## Exercise goal
Copy the records below verbatim, from the line with "Tag any visible red brick" up to and including the line with "0 0 204 109", and give only those lines.

## START Dataset entries

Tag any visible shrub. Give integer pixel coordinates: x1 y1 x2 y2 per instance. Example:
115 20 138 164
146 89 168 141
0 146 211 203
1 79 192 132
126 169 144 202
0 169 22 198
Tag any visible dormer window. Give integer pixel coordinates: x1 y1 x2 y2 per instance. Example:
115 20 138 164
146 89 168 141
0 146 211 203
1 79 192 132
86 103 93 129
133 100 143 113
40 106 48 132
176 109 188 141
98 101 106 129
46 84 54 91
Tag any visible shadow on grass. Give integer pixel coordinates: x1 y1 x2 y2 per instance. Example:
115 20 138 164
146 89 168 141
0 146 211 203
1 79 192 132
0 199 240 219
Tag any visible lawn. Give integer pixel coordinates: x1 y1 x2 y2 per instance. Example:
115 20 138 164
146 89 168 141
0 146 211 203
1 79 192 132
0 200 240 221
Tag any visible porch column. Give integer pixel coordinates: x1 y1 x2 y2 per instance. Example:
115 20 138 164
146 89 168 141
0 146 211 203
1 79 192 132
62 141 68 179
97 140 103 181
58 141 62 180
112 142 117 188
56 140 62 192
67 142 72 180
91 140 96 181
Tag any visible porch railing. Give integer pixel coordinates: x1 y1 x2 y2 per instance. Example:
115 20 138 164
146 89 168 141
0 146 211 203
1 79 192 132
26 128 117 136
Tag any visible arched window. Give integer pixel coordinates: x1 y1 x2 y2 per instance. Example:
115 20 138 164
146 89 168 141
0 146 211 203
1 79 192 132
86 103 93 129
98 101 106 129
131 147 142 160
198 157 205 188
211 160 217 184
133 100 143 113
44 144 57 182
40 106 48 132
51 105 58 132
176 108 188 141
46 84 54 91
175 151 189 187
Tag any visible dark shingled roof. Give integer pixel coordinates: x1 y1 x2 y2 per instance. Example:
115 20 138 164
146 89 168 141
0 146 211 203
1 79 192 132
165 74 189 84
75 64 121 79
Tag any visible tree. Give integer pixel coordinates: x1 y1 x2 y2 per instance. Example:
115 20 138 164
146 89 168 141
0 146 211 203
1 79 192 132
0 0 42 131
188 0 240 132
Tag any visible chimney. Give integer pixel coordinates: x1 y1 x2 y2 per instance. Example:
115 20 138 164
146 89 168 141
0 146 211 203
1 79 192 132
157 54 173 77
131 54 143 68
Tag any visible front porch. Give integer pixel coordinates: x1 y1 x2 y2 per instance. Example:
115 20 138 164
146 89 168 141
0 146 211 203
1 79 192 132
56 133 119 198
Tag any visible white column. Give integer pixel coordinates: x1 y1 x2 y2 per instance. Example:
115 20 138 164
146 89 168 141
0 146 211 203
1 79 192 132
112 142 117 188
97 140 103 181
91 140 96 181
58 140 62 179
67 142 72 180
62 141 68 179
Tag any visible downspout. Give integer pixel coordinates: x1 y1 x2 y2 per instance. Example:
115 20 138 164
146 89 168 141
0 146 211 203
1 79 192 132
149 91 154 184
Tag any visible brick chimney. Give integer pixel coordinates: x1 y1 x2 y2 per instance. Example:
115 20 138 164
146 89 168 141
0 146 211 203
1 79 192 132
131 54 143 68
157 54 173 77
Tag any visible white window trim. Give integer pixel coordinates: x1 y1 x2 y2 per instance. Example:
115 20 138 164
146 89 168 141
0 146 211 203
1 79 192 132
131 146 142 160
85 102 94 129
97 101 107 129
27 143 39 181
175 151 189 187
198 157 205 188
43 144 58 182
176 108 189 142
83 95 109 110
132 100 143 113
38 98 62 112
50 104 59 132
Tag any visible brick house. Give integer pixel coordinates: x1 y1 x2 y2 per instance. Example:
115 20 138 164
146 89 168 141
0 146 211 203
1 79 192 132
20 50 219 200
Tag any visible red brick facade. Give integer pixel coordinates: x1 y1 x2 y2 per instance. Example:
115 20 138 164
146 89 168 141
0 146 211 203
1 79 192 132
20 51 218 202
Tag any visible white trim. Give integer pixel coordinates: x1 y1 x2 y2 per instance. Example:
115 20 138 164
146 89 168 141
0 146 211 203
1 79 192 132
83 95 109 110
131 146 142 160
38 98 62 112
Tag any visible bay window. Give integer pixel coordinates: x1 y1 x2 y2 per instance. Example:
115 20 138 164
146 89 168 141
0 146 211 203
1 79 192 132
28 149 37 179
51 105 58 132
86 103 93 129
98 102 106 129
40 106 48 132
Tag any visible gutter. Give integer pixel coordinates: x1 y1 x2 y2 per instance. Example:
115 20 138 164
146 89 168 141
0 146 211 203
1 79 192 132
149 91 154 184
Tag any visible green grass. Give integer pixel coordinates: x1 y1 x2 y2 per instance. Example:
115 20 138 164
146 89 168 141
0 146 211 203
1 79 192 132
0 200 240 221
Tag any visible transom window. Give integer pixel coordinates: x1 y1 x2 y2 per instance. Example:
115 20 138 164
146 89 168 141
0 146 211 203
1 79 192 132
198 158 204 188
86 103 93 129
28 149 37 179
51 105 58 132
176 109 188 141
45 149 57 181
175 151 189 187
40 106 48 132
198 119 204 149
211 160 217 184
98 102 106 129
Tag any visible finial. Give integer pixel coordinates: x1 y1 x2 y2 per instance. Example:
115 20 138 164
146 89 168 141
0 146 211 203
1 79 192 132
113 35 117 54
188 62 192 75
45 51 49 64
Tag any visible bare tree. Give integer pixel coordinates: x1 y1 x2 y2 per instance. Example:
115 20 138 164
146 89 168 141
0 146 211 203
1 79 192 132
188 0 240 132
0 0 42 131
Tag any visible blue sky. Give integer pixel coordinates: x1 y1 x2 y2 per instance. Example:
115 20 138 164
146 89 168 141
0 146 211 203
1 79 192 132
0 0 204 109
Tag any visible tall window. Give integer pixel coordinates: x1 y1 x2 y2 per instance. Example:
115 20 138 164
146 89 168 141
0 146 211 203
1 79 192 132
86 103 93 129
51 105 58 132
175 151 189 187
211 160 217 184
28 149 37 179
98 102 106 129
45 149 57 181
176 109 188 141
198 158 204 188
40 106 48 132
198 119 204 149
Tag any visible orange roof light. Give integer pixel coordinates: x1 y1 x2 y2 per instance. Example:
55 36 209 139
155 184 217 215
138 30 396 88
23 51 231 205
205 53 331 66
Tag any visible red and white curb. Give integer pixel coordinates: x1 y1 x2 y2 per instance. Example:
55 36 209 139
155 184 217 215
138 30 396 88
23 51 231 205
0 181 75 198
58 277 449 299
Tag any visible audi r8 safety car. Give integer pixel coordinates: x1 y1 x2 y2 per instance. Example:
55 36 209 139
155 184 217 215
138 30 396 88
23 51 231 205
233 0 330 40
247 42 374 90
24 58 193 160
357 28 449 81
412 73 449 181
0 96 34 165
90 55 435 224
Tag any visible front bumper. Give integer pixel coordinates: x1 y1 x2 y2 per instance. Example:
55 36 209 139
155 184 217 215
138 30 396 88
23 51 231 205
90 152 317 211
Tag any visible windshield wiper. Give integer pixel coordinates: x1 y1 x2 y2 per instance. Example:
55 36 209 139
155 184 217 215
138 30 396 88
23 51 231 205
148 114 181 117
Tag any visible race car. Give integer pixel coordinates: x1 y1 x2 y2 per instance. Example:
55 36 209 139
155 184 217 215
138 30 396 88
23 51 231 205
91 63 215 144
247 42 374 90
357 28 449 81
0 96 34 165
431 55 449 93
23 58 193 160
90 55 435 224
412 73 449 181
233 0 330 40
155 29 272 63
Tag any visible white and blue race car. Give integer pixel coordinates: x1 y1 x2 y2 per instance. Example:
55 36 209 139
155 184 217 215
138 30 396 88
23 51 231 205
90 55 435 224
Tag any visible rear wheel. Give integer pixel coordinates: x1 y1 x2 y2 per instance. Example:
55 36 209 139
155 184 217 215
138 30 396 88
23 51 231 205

## END Dataset entries

## Answer to this exercise
Tag any visible red brick facade. Give integer pixel coordinates: x1 y1 x2 y2 per instance. Example:
115 20 138 164
146 89 168 141
0 146 211 203
1 79 192 132
20 51 218 202
Tag any visible white trim. Give integer pixel coordinates: x1 y1 x2 y2 per instance. Example:
115 20 138 164
146 89 168 141
0 146 211 203
1 79 192 132
83 95 109 110
131 146 142 160
38 98 62 112
Tag any visible bay window. Give integer pixel coordinates: x1 y1 x2 y2 per instance. Example:
115 20 138 164
146 89 168 141
0 146 211 203
1 79 192 132
28 149 37 179
51 105 58 132
86 103 93 129
98 102 106 129
40 106 48 132
Tag any visible gutter. Give integer pixel coordinates: x1 y1 x2 y2 per instance. Example:
115 20 138 164
146 89 168 141
0 146 211 203
1 79 192 132
149 91 154 184
Tag any visible green grass. Give integer pixel coordinates: x1 y1 x2 y2 per instance. Example:
115 20 138 164
146 89 168 141
0 146 211 203
1 79 192 132
0 200 240 221
Tag any visible transom window. Give integer pixel coordinates: x1 y1 x2 y2 per instance. Example:
115 20 138 164
146 89 168 141
0 146 211 203
1 79 192 132
198 158 204 188
86 103 93 129
28 149 37 179
51 105 58 132
176 109 188 141
45 149 57 181
175 151 189 187
40 106 48 132
198 119 204 149
211 160 217 184
98 102 106 129
Tag any visible finial. Give integer pixel coordinates: x1 y1 x2 y2 per instance. Example:
115 20 138 164
146 89 168 141
0 146 211 203
1 79 192 132
113 35 117 54
188 62 192 75
45 51 49 64
Tag any visible bare tree. Give integer pixel coordinates: x1 y1 x2 y2 per instance. Example:
115 20 138 164
146 89 168 141
0 146 211 203
1 79 192 132
188 0 240 132
0 0 42 131
Tag any visible blue sky. Give integer pixel coordinates: x1 y1 x2 y2 per instance. Example:
115 20 138 164
146 89 168 141
0 146 211 203
1 79 192 132
0 0 204 109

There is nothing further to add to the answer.